▶ _Work order_
In the entries that follow, find the line containing "Where can the blue latex"; from there, copy every line exactly through the line containing "Where can the dentist's forearm".

[Dataset entries]
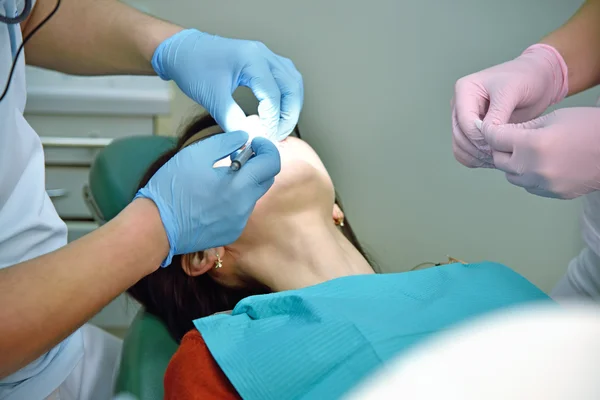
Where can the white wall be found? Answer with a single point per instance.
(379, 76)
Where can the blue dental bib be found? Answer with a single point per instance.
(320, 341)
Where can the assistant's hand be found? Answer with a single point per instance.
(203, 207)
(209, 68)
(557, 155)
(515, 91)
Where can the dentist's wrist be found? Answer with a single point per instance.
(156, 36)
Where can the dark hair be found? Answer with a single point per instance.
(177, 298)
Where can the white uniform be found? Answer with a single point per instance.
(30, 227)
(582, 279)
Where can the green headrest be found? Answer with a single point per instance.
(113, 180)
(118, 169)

...

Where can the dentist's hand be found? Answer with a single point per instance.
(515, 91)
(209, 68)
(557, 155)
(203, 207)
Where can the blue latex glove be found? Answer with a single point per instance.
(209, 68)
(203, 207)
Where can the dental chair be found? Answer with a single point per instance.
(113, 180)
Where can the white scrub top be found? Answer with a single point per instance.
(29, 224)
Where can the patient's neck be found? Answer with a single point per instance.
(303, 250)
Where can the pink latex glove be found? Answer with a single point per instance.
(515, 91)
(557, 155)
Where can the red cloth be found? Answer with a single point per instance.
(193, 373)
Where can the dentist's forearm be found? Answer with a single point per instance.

▶ _Written solution_
Where can the blue latex glove be found? Answer with a single point per instance.
(209, 68)
(203, 207)
Where can the dental chair be found? Answer with a single point per instance.
(113, 180)
Where can the white scrub top be found? Answer with a single point per instance.
(29, 224)
Where can the patient's neck be found? Answer with a single point per instance.
(303, 250)
Where can the pink latex glove be found? Answer with a single point per instance.
(515, 91)
(557, 155)
Where can the red cloth be found? Answer with a single point per instance.
(193, 373)
Where can the dentist's forearm be found? Answer with a single point per instance.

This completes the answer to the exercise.